PASSAGE TO READ:
════════
Jeff Weaver, Phillips’ campaign manager, echoed that sentiment when reached for comment about the super PACs boosting his candidacy in New Hampshire, but he didn’t reject their support. “The fact that our politicians follow dollars, instead of voters, is abhorrent,” Weaver said in a statement to Rolling Stone. “That’s why Dean is one of the only members of Congress who has rejected all PAC money and who doesn’t have a leadership PAC. If President Biden denounces the two PACs working on his behalf in New Hampshire, and stops weaponizing his DNC to illegally suppress voters, then we would follow suit. As it stands, Biden is personally boycotting New Hampshire, but there are two PACs working hard to convince New Hampshire voters to write him in when he’s written them off.”

There’s a distinct “How do you do, fellow kids!” vibe to We Deserve Better’s digital spots, like the cringeworthy “Dean ‘Handsome’ Phillips” ad, featuring a series of Phillips thirst traps from days of yore set to Cardi B, Bad Bunny, and J Balvin’s “I Like It.” Another awkward bit features a man having a stilted, TikTok-style conversation with himself about Phillips’ platform.
════════
DATASET RECORDS:

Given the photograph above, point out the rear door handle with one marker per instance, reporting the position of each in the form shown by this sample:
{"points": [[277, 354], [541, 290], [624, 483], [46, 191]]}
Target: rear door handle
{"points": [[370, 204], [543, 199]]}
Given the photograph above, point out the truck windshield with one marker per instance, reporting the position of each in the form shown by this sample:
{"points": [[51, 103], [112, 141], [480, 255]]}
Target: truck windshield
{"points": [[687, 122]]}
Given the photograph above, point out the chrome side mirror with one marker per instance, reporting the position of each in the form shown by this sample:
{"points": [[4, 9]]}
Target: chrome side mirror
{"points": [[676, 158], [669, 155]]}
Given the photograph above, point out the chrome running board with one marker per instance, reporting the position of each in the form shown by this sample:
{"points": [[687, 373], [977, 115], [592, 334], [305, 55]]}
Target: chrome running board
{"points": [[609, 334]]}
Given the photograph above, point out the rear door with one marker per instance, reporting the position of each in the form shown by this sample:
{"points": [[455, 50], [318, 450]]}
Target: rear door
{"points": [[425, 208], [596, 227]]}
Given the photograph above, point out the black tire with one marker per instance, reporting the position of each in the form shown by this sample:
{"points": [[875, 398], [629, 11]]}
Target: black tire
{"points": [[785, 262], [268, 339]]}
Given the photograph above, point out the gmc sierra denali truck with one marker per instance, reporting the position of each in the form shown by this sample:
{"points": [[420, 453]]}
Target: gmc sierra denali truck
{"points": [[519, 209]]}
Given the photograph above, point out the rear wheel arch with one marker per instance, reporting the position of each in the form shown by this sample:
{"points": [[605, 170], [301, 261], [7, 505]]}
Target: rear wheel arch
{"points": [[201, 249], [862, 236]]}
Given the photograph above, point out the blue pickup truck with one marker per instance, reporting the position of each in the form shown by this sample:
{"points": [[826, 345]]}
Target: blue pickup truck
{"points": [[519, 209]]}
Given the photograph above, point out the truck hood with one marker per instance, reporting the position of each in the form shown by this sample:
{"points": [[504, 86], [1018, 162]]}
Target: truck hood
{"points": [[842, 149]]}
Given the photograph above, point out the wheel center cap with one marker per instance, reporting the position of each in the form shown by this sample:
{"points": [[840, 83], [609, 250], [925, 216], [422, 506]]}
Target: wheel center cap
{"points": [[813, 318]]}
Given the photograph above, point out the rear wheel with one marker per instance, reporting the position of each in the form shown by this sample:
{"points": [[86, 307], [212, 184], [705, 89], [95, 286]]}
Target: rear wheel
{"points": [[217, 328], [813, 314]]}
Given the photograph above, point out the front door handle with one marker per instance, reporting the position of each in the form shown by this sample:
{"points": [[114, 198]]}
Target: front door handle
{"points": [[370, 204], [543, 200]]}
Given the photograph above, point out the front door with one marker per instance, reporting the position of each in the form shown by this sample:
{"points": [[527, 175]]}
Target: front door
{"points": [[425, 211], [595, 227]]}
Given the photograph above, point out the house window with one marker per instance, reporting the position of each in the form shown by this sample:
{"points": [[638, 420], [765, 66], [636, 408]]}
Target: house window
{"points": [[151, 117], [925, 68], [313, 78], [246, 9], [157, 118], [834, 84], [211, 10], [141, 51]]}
════════
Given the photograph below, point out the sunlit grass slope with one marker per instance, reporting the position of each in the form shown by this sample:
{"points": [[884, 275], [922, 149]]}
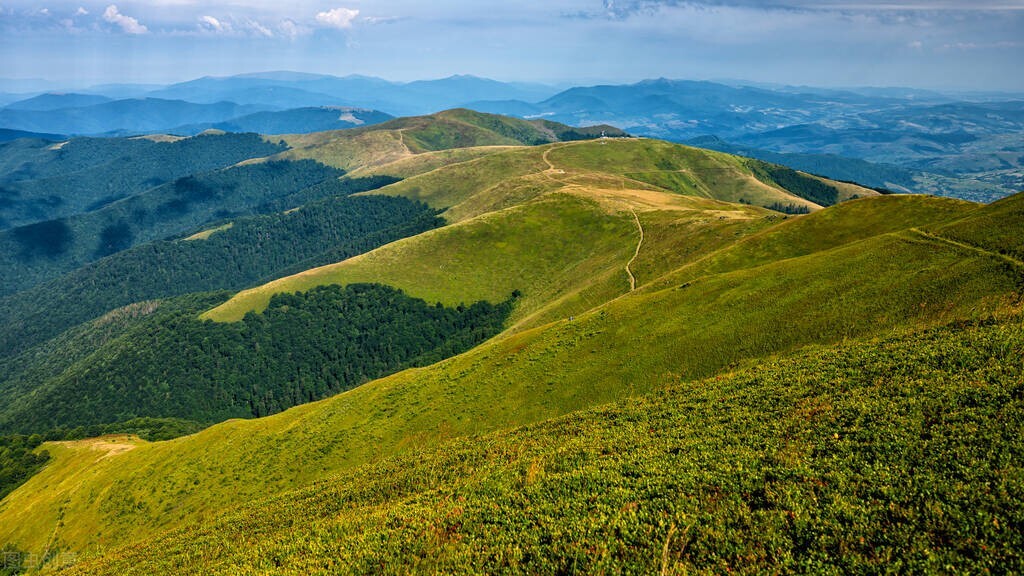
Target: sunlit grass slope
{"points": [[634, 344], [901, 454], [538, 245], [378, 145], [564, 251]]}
════════
REQUIRED WORK:
Answer these questions using the passage on Dean Phillips' campaign.
1. What role does Jeff Weaver hold?
2. How many PACs does Weaver say are working on Biden's behalf in New Hampshire?
3. Which song plays in the "Dean 'Handsome' Phillips" ad?

WRITTEN SOLUTION:
1. He is Phillips' campaign manager.
2. Two.
3. "I Like It," by Cardi B, Bad Bunny, and J Balvin.